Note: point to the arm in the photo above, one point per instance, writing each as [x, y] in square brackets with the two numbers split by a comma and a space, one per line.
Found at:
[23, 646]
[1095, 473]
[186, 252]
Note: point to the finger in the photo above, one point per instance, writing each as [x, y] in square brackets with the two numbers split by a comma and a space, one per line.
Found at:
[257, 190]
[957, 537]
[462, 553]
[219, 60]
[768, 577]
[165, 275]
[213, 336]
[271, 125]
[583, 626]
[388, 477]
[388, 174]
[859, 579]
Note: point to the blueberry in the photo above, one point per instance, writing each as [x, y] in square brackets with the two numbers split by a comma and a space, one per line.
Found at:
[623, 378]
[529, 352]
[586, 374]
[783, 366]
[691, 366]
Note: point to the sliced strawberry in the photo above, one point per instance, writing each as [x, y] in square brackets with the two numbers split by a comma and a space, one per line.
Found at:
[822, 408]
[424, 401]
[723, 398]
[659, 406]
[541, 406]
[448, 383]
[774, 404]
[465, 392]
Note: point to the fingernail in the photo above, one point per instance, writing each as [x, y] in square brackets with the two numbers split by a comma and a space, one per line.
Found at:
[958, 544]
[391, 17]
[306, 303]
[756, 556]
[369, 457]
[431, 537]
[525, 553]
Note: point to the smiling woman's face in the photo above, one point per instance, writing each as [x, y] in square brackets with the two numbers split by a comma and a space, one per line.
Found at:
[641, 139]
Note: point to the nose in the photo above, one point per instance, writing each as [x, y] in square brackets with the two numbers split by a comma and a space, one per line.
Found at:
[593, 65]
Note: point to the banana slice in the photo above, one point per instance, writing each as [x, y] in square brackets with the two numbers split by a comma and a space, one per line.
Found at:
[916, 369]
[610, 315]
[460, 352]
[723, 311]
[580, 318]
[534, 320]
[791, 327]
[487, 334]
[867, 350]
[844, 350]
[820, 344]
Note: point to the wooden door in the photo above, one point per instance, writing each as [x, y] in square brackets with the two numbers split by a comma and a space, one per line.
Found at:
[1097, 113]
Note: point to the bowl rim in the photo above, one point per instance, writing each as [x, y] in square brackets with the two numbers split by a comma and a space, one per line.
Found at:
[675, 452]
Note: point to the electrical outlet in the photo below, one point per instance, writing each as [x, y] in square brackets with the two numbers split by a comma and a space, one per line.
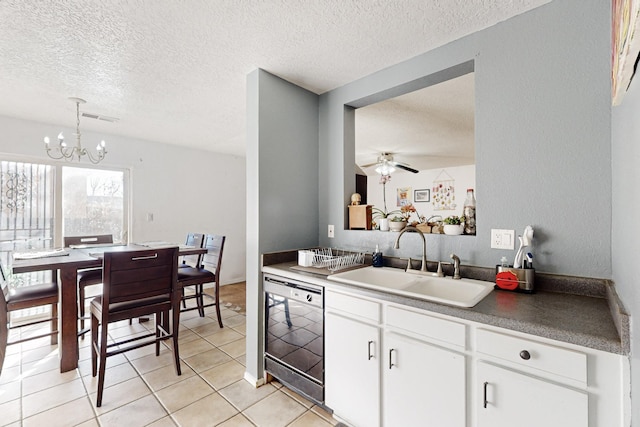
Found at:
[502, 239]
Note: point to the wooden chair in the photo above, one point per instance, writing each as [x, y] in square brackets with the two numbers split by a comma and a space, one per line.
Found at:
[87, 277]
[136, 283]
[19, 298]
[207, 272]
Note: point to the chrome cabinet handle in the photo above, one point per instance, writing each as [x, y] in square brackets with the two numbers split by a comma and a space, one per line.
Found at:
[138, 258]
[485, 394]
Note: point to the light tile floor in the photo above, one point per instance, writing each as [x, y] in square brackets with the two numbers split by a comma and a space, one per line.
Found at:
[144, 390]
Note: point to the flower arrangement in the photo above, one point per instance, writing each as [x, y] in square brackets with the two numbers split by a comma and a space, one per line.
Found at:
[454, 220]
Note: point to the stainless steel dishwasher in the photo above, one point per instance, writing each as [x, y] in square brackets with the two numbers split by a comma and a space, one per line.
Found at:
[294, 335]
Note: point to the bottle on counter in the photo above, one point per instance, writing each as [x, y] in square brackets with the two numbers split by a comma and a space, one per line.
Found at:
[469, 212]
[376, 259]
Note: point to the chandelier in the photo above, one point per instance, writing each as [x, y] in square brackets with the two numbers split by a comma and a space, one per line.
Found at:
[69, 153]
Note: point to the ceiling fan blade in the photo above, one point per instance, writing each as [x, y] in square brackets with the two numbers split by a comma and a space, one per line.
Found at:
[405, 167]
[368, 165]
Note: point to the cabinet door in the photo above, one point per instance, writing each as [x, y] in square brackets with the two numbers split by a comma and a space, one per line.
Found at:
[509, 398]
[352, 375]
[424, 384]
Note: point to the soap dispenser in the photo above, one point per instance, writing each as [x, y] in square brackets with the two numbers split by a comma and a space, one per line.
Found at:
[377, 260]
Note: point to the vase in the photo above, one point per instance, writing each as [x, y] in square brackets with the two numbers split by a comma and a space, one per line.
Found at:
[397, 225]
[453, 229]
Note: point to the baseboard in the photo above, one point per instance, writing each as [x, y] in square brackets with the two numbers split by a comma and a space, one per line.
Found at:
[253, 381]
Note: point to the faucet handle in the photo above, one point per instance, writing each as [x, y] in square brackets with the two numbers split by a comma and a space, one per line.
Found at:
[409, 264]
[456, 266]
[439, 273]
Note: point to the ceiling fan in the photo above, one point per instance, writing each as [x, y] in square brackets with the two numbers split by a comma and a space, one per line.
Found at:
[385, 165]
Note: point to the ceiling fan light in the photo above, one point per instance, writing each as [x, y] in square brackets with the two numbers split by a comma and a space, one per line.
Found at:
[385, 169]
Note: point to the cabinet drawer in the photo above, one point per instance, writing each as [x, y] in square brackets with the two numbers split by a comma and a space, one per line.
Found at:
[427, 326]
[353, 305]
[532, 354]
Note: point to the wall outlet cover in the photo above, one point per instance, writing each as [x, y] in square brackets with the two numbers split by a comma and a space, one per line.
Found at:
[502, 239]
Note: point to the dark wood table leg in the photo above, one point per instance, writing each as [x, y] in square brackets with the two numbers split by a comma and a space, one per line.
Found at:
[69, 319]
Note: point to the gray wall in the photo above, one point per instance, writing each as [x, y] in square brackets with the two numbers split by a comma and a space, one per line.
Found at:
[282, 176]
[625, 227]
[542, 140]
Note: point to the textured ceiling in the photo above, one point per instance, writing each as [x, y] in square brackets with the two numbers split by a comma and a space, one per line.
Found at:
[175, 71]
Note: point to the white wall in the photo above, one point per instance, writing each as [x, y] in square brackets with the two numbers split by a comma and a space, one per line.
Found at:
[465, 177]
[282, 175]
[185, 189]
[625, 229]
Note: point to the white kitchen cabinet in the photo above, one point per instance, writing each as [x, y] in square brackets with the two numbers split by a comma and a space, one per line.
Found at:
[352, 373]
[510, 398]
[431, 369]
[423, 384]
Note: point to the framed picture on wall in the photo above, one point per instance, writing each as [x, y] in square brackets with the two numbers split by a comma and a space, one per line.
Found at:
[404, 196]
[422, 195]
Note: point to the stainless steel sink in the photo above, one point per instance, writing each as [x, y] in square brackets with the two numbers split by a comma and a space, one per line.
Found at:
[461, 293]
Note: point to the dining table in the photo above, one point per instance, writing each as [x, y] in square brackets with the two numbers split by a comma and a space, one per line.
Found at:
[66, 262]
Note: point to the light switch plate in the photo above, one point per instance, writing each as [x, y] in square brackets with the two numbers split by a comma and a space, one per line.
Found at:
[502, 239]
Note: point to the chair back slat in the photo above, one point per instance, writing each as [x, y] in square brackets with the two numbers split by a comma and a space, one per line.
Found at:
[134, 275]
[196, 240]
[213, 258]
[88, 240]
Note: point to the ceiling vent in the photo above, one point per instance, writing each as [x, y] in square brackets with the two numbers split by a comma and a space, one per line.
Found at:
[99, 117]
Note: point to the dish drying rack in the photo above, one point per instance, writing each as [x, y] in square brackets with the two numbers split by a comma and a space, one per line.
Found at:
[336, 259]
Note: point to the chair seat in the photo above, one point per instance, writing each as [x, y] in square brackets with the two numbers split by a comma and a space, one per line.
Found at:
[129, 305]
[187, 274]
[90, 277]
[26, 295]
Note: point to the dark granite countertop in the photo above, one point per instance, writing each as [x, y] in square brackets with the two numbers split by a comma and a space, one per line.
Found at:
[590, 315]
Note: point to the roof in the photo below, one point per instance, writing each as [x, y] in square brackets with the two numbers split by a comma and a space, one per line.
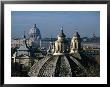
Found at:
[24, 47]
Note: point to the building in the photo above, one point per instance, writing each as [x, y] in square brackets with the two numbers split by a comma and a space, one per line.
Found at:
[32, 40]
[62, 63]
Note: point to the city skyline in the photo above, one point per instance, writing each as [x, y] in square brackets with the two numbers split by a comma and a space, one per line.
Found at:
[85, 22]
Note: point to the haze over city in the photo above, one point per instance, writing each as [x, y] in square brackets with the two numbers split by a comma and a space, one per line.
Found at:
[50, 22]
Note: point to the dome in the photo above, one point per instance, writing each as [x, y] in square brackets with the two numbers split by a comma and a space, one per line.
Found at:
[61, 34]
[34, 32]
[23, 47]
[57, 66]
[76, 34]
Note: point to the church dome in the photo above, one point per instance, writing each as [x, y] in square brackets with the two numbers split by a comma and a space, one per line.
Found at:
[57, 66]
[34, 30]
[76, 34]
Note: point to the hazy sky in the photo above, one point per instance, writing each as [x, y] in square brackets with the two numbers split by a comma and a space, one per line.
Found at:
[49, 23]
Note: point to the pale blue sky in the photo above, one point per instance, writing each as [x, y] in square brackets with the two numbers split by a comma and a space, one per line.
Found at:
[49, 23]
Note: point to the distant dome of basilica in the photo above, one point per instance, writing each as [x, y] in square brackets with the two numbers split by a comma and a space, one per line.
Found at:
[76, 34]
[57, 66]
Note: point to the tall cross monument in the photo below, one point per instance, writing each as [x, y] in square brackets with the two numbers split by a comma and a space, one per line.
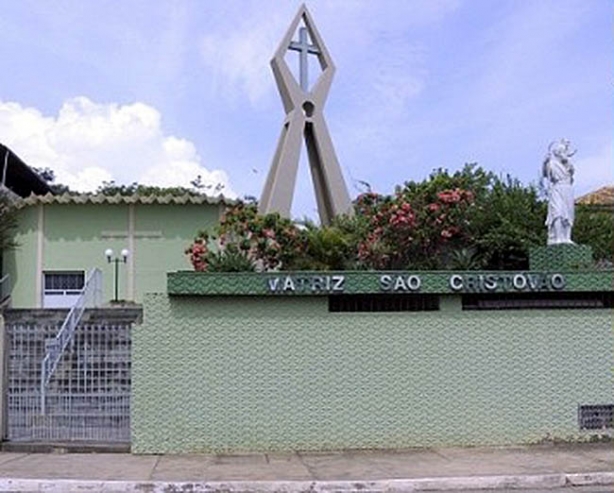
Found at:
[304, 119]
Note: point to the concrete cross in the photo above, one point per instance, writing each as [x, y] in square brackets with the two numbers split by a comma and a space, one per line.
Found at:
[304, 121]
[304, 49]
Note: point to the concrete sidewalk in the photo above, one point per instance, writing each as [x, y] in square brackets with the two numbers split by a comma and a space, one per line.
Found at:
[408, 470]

--

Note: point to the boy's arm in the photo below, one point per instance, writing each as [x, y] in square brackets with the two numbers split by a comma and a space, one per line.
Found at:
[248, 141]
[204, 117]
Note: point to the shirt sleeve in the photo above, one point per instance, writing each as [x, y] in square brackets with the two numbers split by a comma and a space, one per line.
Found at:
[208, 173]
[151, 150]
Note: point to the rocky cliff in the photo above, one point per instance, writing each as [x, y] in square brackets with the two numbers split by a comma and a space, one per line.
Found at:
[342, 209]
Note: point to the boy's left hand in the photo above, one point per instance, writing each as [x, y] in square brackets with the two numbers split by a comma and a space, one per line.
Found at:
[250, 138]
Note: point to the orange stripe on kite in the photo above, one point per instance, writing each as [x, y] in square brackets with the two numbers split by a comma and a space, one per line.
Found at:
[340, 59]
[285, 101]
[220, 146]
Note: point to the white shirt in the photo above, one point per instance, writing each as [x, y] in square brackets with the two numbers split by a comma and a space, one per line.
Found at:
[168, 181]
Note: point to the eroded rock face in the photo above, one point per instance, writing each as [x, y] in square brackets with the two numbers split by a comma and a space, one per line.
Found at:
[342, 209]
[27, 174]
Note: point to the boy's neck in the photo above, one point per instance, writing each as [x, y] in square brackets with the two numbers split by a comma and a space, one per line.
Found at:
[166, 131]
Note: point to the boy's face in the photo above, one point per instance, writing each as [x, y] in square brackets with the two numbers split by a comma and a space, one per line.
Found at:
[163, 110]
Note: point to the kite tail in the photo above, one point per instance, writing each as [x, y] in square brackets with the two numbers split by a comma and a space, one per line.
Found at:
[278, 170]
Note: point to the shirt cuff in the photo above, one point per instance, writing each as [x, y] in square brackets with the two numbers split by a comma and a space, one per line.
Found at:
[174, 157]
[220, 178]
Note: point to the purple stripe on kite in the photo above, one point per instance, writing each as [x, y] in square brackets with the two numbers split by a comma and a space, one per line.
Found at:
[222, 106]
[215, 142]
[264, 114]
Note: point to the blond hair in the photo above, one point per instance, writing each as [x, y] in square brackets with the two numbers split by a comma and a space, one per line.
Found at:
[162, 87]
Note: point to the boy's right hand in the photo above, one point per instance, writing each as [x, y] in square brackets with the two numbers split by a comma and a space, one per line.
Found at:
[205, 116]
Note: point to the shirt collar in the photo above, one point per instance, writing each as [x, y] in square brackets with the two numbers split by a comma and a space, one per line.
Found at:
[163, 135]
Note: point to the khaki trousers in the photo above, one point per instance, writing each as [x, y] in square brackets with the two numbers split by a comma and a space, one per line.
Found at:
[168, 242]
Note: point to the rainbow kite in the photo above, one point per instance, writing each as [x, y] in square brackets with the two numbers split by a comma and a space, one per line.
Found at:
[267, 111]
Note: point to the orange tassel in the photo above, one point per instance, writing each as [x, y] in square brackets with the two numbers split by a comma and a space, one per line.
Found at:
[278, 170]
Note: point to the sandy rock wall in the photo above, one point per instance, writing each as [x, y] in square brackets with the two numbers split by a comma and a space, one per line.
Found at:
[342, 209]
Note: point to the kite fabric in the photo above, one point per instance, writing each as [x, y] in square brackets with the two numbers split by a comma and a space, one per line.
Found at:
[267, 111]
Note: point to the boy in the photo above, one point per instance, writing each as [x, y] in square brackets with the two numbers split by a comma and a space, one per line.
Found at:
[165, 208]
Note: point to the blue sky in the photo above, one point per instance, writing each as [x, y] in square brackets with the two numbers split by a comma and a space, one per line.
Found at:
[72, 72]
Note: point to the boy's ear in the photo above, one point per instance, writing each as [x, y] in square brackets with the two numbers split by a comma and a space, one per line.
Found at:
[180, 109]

--

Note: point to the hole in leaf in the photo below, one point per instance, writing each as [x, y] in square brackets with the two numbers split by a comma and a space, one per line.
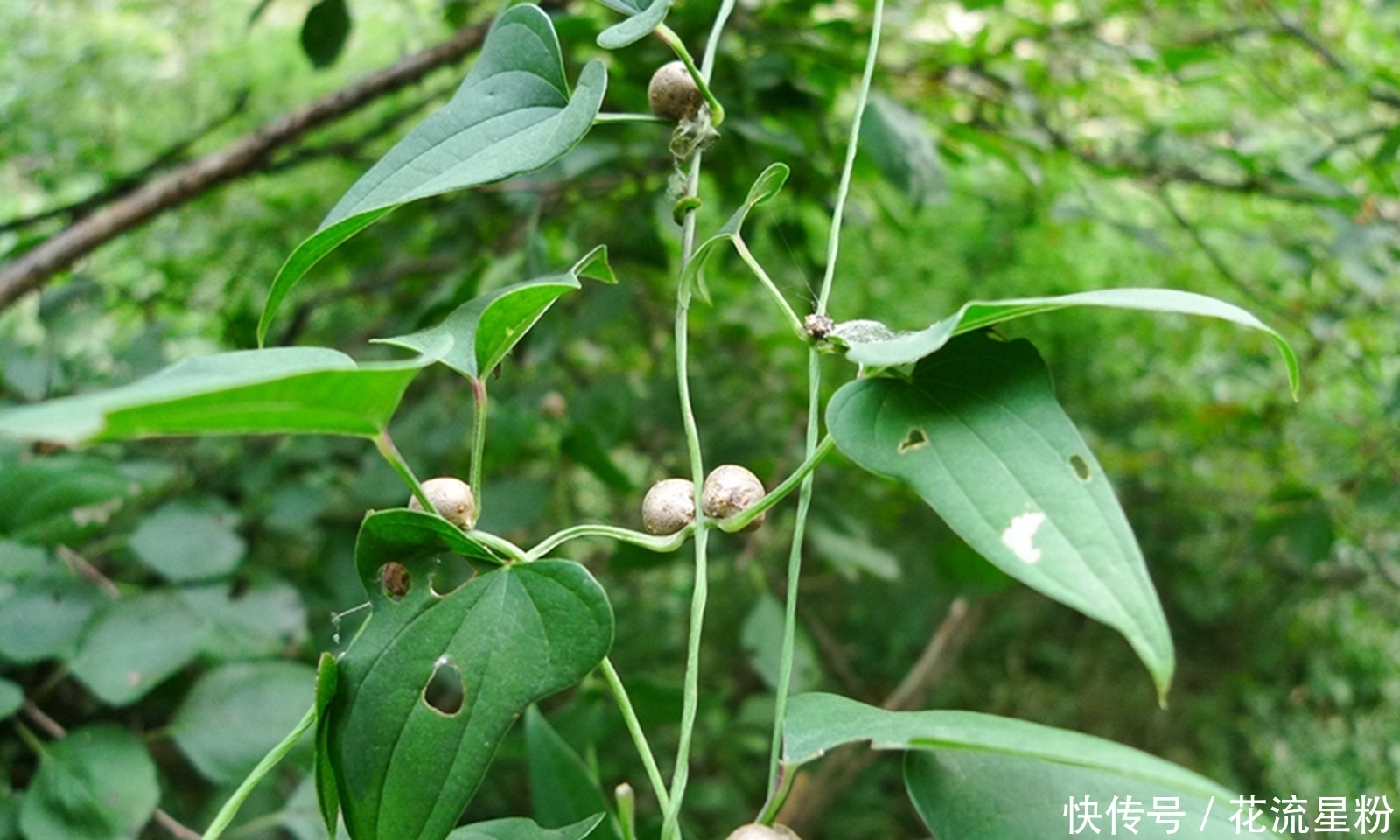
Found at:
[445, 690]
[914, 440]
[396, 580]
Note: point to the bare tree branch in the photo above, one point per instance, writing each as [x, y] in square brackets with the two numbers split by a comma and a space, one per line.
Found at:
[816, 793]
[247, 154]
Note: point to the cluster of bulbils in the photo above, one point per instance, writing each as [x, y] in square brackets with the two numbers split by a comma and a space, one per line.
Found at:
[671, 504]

Task to carry out> Using the material above, report each line where "chair" occurs.

The answer>
Note: point to the wooden chair in the photo above, one point per instance, writing each as [x, y] in square brackets with the two numbers split by a comma and a space, one per line.
Note: point to the chair back slat in the photo above, one point per instance, writing each as [x, y] in square brackets with the two numbers split by a comma and a space, one per line.
Note: point to the chair seat in the photo above, one point per instance, writing each as [x, y] in square brackets with the two numbers split by a comma and a space, one per line.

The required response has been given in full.